Below is a set of entries. Reproduce exactly the lines from the one containing "query (the phrase naming what to segment): sky" through the end, both included.

+--

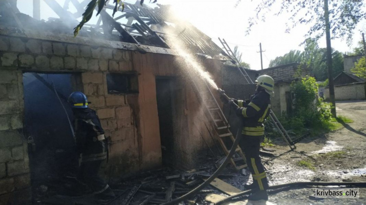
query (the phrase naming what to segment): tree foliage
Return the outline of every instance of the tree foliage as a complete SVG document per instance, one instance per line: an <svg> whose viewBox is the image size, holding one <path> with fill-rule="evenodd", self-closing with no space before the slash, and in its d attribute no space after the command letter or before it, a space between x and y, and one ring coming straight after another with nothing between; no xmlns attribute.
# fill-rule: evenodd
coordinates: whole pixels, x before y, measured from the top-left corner
<svg viewBox="0 0 366 205"><path fill-rule="evenodd" d="M286 64L298 62L306 65L311 71L317 80L323 81L327 78L326 65L326 49L319 48L316 40L307 38L305 40L304 51L291 50L283 56L276 57L271 60L269 67L275 67ZM332 53L333 76L344 70L343 55L338 51Z"/></svg>
<svg viewBox="0 0 366 205"><path fill-rule="evenodd" d="M360 58L355 63L355 67L351 69L351 71L358 76L366 79L366 61L365 57Z"/></svg>
<svg viewBox="0 0 366 205"><path fill-rule="evenodd" d="M276 57L274 60L271 60L268 67L278 66L289 63L300 63L303 59L303 53L300 51L292 50L283 56Z"/></svg>
<svg viewBox="0 0 366 205"><path fill-rule="evenodd" d="M140 4L142 6L143 4L144 0L140 0ZM150 0L150 2L151 2ZM154 0L153 3L155 3L157 1L157 0ZM107 2L107 0L91 0L89 2L88 5L86 6L85 12L82 14L82 19L81 19L80 23L74 28L74 35L76 37L79 34L80 29L82 28L84 24L87 22L89 21L93 16L93 13L94 13L94 9L98 6L98 12L97 15L98 16L103 8L105 6ZM113 9L113 14L112 16L114 17L114 14L117 12L117 11L121 9L121 11L123 11L124 9L124 4L122 0L113 0L113 3L115 4L114 8Z"/></svg>
<svg viewBox="0 0 366 205"><path fill-rule="evenodd" d="M244 0L238 0L237 4L242 1ZM305 36L306 37L314 36L319 39L325 34L323 0L263 0L256 1L258 2L255 9L256 15L255 18L249 19L247 34L258 20L265 20L266 15L278 2L281 5L275 14L278 16L286 13L290 16L289 22L286 24L286 32L298 24L305 24L311 25ZM329 0L329 14L332 38L346 38L349 44L351 43L352 31L357 24L366 18L364 1L362 0Z"/></svg>

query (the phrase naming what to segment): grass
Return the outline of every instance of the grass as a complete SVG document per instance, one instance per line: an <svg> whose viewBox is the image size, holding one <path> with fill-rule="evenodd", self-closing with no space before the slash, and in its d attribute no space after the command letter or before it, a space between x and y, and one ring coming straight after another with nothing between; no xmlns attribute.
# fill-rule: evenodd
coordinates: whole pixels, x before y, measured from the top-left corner
<svg viewBox="0 0 366 205"><path fill-rule="evenodd" d="M313 162L309 160L300 160L299 162L297 162L296 164L300 167L305 167L309 169L312 170L313 171L315 170L315 167L314 167Z"/></svg>
<svg viewBox="0 0 366 205"><path fill-rule="evenodd" d="M315 157L317 159L325 159L327 160L334 159L340 159L345 157L346 151L330 151L324 154L317 154Z"/></svg>
<svg viewBox="0 0 366 205"><path fill-rule="evenodd" d="M273 147L274 145L272 143L272 140L264 136L264 139L263 142L261 143L261 146L262 147Z"/></svg>

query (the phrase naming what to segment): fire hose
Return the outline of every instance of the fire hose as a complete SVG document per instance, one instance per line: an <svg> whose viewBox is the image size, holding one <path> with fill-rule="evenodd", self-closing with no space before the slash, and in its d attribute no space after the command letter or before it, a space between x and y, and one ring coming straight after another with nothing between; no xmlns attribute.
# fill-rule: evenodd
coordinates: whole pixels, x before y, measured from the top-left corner
<svg viewBox="0 0 366 205"><path fill-rule="evenodd" d="M221 89L218 90L223 96L224 96L226 99L229 98L224 94L224 91ZM229 117L230 117L230 116ZM212 181L215 179L223 171L224 168L226 166L226 164L229 162L230 158L235 153L235 149L238 146L239 142L240 141L241 137L238 137L238 135L239 133L239 130L237 132L236 136L235 137L235 140L234 142L234 144L231 147L229 153L226 156L225 160L223 163L220 165L220 167L216 170L216 171L208 178L204 181L203 183L201 184L198 186L196 187L191 191L187 193L186 194L181 196L179 198L174 199L169 202L163 204L163 205L173 205L178 204L179 203L183 201L184 200L189 199L190 197L193 196L195 194L200 191L201 189L203 188L204 187L208 185ZM283 184L282 185L275 185L270 186L269 187L268 189L275 189L280 188L283 188L285 187L295 187L296 186L366 186L366 182L294 182L291 183ZM222 200L217 202L215 203L216 205L219 205L222 204L224 202L226 202L228 201L232 200L234 198L243 197L243 196L249 195L252 192L251 190L248 190L244 191L236 194L230 196L227 198L224 199Z"/></svg>
<svg viewBox="0 0 366 205"><path fill-rule="evenodd" d="M219 89L218 90L218 91L219 91L220 93L222 94L223 95L224 95L226 98L226 99L229 99L227 96L224 94L224 91L221 89ZM238 130L237 132L236 136L235 136L235 140L234 141L234 144L233 144L232 147L231 147L231 149L230 149L229 153L227 154L227 155L226 155L225 160L224 161L221 165L220 165L217 170L216 170L216 171L209 178L208 178L207 180L204 181L204 182L203 182L203 183L201 184L192 190L191 191L187 193L186 194L182 196L179 198L174 199L165 204L163 204L163 205L177 205L180 202L188 199L192 196L194 196L201 189L208 185L212 181L213 181L213 180L215 179L216 177L217 177L219 174L221 173L223 170L224 170L224 168L225 168L225 167L226 167L226 164L229 162L230 159L231 158L231 157L235 153L235 149L236 149L236 148L238 146L238 145L239 144L239 142L240 141L240 136L238 136L238 135L240 133L241 133L241 132L239 132L239 130Z"/></svg>

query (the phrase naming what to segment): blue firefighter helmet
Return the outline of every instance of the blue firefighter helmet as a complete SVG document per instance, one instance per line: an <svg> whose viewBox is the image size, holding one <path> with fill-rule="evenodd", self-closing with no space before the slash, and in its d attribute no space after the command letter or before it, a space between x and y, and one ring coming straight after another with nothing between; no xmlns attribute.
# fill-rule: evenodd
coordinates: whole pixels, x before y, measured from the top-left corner
<svg viewBox="0 0 366 205"><path fill-rule="evenodd" d="M77 91L72 93L67 99L67 102L73 108L87 108L88 99L83 93Z"/></svg>

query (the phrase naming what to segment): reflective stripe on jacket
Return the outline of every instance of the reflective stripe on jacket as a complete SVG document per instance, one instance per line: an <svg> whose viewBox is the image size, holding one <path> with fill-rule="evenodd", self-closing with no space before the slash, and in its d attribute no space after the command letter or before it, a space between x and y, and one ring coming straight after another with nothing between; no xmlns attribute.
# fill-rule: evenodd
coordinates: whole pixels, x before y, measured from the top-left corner
<svg viewBox="0 0 366 205"><path fill-rule="evenodd" d="M250 97L249 103L237 100L238 114L244 121L242 133L250 136L262 136L264 134L263 122L269 115L271 108L270 95L265 91L256 92Z"/></svg>
<svg viewBox="0 0 366 205"><path fill-rule="evenodd" d="M74 111L74 126L77 149L82 153L81 162L102 160L107 158L104 131L95 111Z"/></svg>

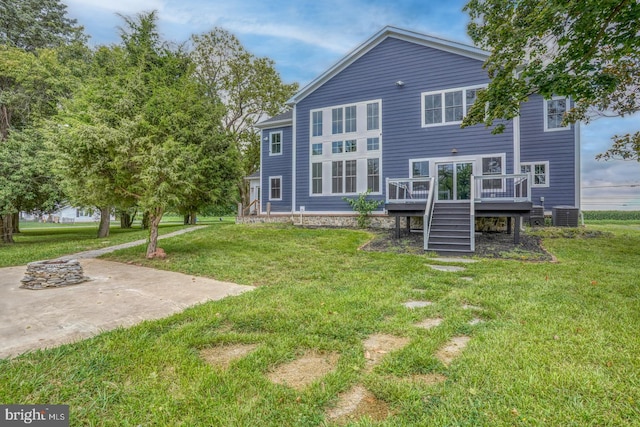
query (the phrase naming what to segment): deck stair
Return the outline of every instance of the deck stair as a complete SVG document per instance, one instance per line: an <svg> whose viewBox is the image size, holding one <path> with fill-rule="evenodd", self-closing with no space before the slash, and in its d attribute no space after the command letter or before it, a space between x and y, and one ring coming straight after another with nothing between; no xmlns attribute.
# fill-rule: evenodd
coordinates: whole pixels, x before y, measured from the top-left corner
<svg viewBox="0 0 640 427"><path fill-rule="evenodd" d="M426 250L473 252L470 202L436 202L429 223Z"/></svg>

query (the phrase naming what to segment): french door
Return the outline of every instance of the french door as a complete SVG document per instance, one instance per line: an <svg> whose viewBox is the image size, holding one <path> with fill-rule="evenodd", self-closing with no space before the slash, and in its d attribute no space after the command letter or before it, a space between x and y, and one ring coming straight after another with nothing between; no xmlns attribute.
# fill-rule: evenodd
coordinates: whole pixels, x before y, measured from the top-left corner
<svg viewBox="0 0 640 427"><path fill-rule="evenodd" d="M438 200L469 200L473 162L436 163Z"/></svg>

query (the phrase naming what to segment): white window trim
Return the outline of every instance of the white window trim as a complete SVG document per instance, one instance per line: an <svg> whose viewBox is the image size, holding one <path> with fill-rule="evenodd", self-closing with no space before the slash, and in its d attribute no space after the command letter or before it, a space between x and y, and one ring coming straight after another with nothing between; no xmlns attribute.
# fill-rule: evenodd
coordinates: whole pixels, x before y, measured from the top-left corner
<svg viewBox="0 0 640 427"><path fill-rule="evenodd" d="M280 198L279 199L273 199L271 198L271 181L274 179L279 179L280 180ZM276 176L270 176L269 177L269 200L270 201L282 201L282 193L284 193L284 190L282 188L282 175L276 175Z"/></svg>
<svg viewBox="0 0 640 427"><path fill-rule="evenodd" d="M273 135L280 135L280 152L279 153L274 153L271 150L273 150L273 140L271 138L273 138ZM284 140L283 140L283 132L277 131L277 132L269 132L269 155L270 156L281 156L282 152L284 151Z"/></svg>
<svg viewBox="0 0 640 427"><path fill-rule="evenodd" d="M429 127L437 127L437 126L449 126L449 125L459 125L462 123L462 120L458 120L455 122L445 122L445 111L446 111L446 105L445 105L445 93L448 92L459 92L462 91L462 117L466 117L467 116L467 90L470 89L485 89L487 87L486 84L483 85L474 85L474 86L464 86L464 87L455 87L455 88L451 88L451 89L441 89L441 90L433 90L433 91L429 91L429 92L422 92L420 94L420 123L422 124L423 128L429 128ZM425 123L424 121L424 97L427 95L438 95L440 94L441 97L441 109L442 109L442 122L440 123ZM546 117L546 116L545 116Z"/></svg>
<svg viewBox="0 0 640 427"><path fill-rule="evenodd" d="M545 183L544 184L536 184L536 180L535 180L535 166L536 165L544 165L544 171L545 171ZM542 162L520 162L520 168L522 168L522 166L530 166L531 167L531 188L547 188L549 187L549 182L550 182L550 175L549 175L549 161L545 160ZM522 170L522 169L520 169Z"/></svg>
<svg viewBox="0 0 640 427"><path fill-rule="evenodd" d="M566 96L552 96L551 99L543 99L543 116L542 119L544 121L544 131L545 132L558 132L558 131L563 131L563 130L570 130L571 129L571 123L569 123L567 126L561 126L559 128L549 128L549 101L556 101L556 100L560 100L560 99L566 99L567 103L566 103L566 111L569 111L569 98L567 98Z"/></svg>

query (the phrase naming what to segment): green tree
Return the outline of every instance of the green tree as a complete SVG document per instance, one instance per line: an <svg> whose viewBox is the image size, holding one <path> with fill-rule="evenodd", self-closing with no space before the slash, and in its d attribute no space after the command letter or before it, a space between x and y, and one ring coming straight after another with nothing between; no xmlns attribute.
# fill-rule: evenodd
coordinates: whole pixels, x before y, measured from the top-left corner
<svg viewBox="0 0 640 427"><path fill-rule="evenodd" d="M152 257L164 212L227 197L237 161L219 103L189 56L162 42L155 12L124 20L121 46L95 53L92 78L64 105L54 148L74 197L148 213Z"/></svg>
<svg viewBox="0 0 640 427"><path fill-rule="evenodd" d="M491 52L491 81L464 126L512 119L534 93L571 97L567 123L640 111L636 0L471 0L465 10L469 35ZM640 133L616 135L600 158L639 159L638 147Z"/></svg>
<svg viewBox="0 0 640 427"><path fill-rule="evenodd" d="M241 200L247 202L243 177L260 165L260 135L254 125L283 112L298 84L283 83L272 60L247 52L221 28L192 36L192 44L198 80L207 87L207 95L224 106L224 129L238 150L242 168L237 186Z"/></svg>

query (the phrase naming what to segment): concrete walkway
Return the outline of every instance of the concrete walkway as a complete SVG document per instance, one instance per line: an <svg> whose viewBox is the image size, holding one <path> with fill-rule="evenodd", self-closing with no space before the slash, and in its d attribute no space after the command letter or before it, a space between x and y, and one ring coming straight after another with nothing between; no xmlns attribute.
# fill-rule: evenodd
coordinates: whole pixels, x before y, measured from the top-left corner
<svg viewBox="0 0 640 427"><path fill-rule="evenodd" d="M168 238L201 227L162 236ZM90 281L64 288L21 289L26 267L0 269L0 358L55 347L143 320L253 290L182 273L92 259L145 240L63 257L80 259Z"/></svg>

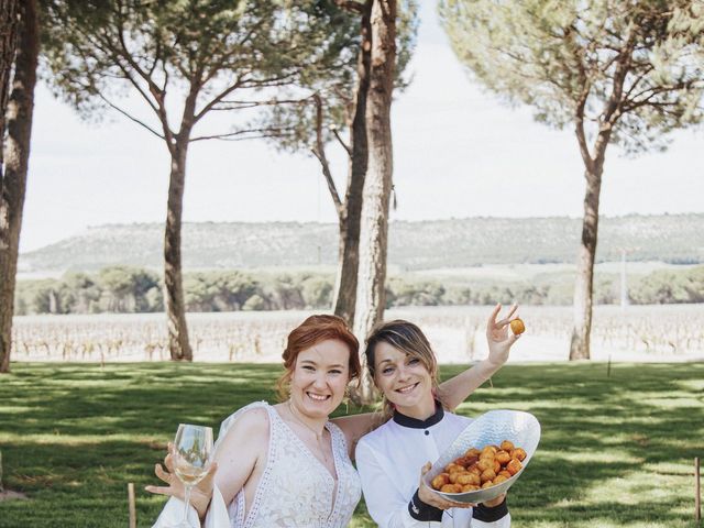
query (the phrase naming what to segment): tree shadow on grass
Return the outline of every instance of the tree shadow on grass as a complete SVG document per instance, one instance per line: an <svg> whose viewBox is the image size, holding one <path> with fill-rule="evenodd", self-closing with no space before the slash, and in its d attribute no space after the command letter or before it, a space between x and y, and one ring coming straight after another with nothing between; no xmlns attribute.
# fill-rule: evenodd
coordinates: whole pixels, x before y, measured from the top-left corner
<svg viewBox="0 0 704 528"><path fill-rule="evenodd" d="M138 488L140 524L148 526L164 499L141 490L156 481L154 463L176 425L217 428L251 402L274 402L282 372L240 364L13 366L0 385L6 484L32 501L0 504L0 528L122 527L128 482ZM614 364L610 377L598 363L508 365L459 413L517 408L540 420L540 447L510 491L516 526L600 527L609 519L681 528L692 526L681 512L691 509L688 464L702 455L704 391L693 388L702 380L704 364ZM671 486L664 501L649 490L659 482Z"/></svg>

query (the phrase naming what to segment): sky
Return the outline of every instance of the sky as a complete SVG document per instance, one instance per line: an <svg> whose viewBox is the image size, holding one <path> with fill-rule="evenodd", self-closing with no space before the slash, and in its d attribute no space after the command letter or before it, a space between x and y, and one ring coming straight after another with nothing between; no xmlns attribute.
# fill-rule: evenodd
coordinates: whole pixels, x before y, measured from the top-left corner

+--

[SOLVED EXERCISE]
query (the phrase naming what to segment): sky
Return the outline of every instance of the sky as a complete SVG document per instance, one instance per line: an <svg> whose viewBox is the image size, holding one <path> with fill-rule="evenodd", self-closing with no space before the slash, and in its d attribute no space after the command letter or before it, a space between x and y, and one ring coming straight after another with nothing between; no xmlns attribute.
# fill-rule: evenodd
coordinates: whole pixels, x before y, measured from the top-left corner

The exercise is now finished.